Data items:

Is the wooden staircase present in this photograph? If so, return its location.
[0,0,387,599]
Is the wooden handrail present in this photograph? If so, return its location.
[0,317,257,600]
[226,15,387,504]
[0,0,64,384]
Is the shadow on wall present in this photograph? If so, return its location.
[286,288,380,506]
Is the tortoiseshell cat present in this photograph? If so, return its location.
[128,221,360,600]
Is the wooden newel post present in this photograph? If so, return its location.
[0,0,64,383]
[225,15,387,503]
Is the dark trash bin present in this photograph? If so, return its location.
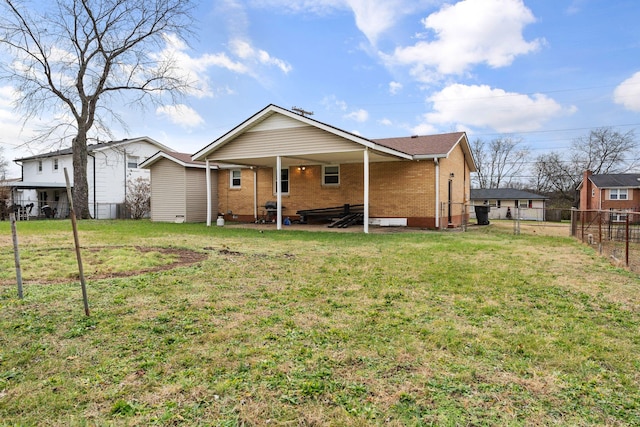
[474,206,491,225]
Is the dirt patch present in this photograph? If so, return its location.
[0,246,209,285]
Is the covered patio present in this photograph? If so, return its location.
[192,105,475,233]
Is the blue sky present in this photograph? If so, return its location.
[0,0,640,175]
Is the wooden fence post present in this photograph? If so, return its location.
[9,212,22,299]
[64,168,89,316]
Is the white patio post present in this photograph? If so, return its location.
[205,159,211,227]
[363,147,369,233]
[276,156,282,230]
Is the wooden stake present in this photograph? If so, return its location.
[9,212,22,299]
[64,168,89,316]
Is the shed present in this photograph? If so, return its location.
[471,188,548,221]
[140,151,218,222]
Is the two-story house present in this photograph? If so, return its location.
[578,171,640,221]
[7,137,173,219]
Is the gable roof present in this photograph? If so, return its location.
[14,136,171,162]
[471,188,548,200]
[589,173,640,188]
[193,104,476,172]
[140,151,212,169]
[374,132,465,157]
[193,104,410,160]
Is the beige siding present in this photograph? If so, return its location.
[247,114,309,132]
[185,168,218,222]
[151,159,186,222]
[213,126,363,160]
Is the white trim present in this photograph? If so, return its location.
[192,104,413,160]
[229,169,242,190]
[322,166,340,187]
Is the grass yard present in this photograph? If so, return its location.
[0,221,640,426]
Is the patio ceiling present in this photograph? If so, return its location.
[209,147,401,168]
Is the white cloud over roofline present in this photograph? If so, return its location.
[156,104,204,128]
[386,0,544,81]
[424,84,576,133]
[613,71,640,112]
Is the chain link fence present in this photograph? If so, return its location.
[571,210,640,272]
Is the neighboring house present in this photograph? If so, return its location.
[6,137,171,219]
[140,151,218,222]
[578,171,640,221]
[185,105,476,232]
[471,188,548,221]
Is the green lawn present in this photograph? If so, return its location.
[0,221,640,426]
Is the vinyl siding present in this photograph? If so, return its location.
[151,159,186,222]
[185,168,218,222]
[213,126,363,161]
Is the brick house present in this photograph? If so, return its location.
[578,170,640,220]
[185,105,476,232]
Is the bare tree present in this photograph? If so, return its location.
[0,147,11,221]
[0,0,193,218]
[0,147,9,182]
[124,176,151,219]
[531,127,638,204]
[471,137,529,188]
[571,127,638,175]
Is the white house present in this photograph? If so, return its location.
[471,188,548,221]
[6,137,173,219]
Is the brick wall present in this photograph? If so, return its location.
[218,147,470,228]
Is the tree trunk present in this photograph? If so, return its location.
[71,130,91,219]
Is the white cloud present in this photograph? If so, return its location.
[424,84,576,132]
[251,0,430,45]
[151,34,291,98]
[411,123,439,135]
[387,0,543,81]
[156,104,204,128]
[389,82,402,95]
[613,71,640,112]
[229,39,292,74]
[344,109,369,123]
[322,95,347,111]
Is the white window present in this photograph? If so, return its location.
[273,168,289,194]
[229,169,242,188]
[609,188,628,200]
[322,166,340,185]
[611,210,628,222]
[127,156,140,169]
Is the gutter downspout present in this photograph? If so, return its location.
[205,158,211,227]
[363,147,369,234]
[433,158,440,230]
[276,156,282,230]
[87,153,96,219]
[251,168,258,223]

• **Instructions to follow**: How many lines of the data items above contain the word "wooden"? Reply with the number only.

• **Exercise solution**: 5